> **The problem**
Return the complete listing that follows, with each line reproduced exactly.

**** Provided material

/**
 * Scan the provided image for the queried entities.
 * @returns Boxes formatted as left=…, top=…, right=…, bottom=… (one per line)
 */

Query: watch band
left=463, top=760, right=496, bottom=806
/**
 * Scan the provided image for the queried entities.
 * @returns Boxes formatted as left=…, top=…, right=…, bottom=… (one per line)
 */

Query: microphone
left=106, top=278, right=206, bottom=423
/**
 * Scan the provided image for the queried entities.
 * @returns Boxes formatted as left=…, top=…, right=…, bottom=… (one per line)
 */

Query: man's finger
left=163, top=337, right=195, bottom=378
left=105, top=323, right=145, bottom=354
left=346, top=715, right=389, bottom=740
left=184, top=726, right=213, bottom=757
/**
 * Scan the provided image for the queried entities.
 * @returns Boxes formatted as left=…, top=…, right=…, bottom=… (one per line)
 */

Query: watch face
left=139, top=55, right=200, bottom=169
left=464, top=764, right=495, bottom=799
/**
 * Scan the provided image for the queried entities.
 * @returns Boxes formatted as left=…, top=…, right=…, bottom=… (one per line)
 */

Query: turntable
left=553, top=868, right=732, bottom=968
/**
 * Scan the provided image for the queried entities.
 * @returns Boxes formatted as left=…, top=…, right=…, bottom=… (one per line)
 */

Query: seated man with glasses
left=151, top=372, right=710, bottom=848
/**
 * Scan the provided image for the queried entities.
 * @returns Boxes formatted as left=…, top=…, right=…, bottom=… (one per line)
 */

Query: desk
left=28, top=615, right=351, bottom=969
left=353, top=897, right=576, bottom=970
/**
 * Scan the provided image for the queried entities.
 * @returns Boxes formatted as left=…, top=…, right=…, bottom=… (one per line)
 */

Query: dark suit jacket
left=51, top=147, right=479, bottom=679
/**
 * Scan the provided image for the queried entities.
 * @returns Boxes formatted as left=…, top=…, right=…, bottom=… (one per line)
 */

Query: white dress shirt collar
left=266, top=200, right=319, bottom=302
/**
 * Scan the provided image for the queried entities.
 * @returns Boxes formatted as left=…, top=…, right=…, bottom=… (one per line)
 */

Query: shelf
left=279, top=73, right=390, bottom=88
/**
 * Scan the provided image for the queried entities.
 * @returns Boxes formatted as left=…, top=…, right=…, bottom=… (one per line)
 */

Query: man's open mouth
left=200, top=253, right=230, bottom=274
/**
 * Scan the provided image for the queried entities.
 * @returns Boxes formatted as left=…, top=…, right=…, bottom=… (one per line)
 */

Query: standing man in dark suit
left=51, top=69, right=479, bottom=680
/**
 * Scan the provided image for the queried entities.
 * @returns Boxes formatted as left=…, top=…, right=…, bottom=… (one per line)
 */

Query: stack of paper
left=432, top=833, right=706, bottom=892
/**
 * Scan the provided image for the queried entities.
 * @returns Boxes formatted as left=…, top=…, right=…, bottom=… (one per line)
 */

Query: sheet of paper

********

> **Solution to this exercise**
/**
 * Scan the provided image for the queried entities.
 * @returns Boxes formatted as left=…, top=…, right=…, bottom=… (one per line)
 */

Query: watch band
left=463, top=760, right=496, bottom=806
/**
 * Scan the provided image for the queried entities.
 * @returns Boxes formatted as left=…, top=…, right=…, bottom=… (one per line)
 */

Query: microphone
left=106, top=278, right=206, bottom=423
/**
 * Scan the provided image for the queried entities.
 * @returns Boxes formatted as left=…, top=…, right=…, bottom=… (one per line)
 */

Query: man's finger
left=163, top=337, right=195, bottom=378
left=105, top=323, right=145, bottom=354
left=346, top=715, right=389, bottom=740
left=184, top=726, right=213, bottom=757
/**
 * Scan the provided image for the queried entities.
 * @returns Boxes formatted as left=…, top=…, right=…, bottom=… (one per line)
 */

Query: watch face
left=139, top=55, right=200, bottom=169
left=464, top=764, right=495, bottom=799
/**
 * Scan the provided image for the queried entities.
 * @returns Boxes formatted as left=…, top=…, right=…, bottom=… (one per line)
 */

Query: turntable
left=553, top=868, right=732, bottom=968
/**
 * Scan the provided image for the queried entities.
 * @returns Boxes formatted as left=…, top=…, right=…, bottom=… (one per line)
 */

Query: seated man with glasses
left=151, top=372, right=710, bottom=848
/**
 * Scan the provided image for the queried entities.
 * @returns Boxes formatted as left=…, top=…, right=…, bottom=… (one per line)
 */

Query: desk
left=28, top=615, right=351, bottom=969
left=353, top=897, right=576, bottom=970
/**
 * Scan the provided image for the queried entities.
 * @returns Boxes formatted as left=…, top=…, right=…, bottom=… (one per line)
 */

Query: dark suit jacket
left=51, top=147, right=479, bottom=679
/**
 * Scan the provided image for the queried entities.
 * @returns Boxes formatted as left=…, top=…, right=…, bottom=… (one per line)
 */

Query: white dress shirt collar
left=266, top=200, right=319, bottom=302
/**
 * Scan the provided image for the queried entities.
 * @returns Boxes formatted as left=…, top=…, right=…, bottom=… (one per line)
 */

Query: shelf
left=279, top=73, right=390, bottom=88
/**
 * Scan the provided image for the queried entities.
 * @returns Boxes formatted as left=…, top=…, right=…, bottom=… (one per line)
 */

Query: man's open mouth
left=200, top=253, right=230, bottom=274
/**
 * Scan the provided image for the queried entities.
 * @returns Boxes formatted as left=…, top=…, right=…, bottom=… (one per line)
 */

Query: standing man in dark suit
left=51, top=69, right=479, bottom=680
/**
 * Scan the provided image for the queried entities.
 * @returns Boxes formatted as left=…, top=…, right=…, bottom=… (one per line)
 */

Query: stack of paper
left=432, top=833, right=706, bottom=892
/**
 * Scan the provided image for the queried entities.
 * @returns Boxes formatted as left=…, top=…, right=…, bottom=… (one per line)
 */

Query: sheet of paper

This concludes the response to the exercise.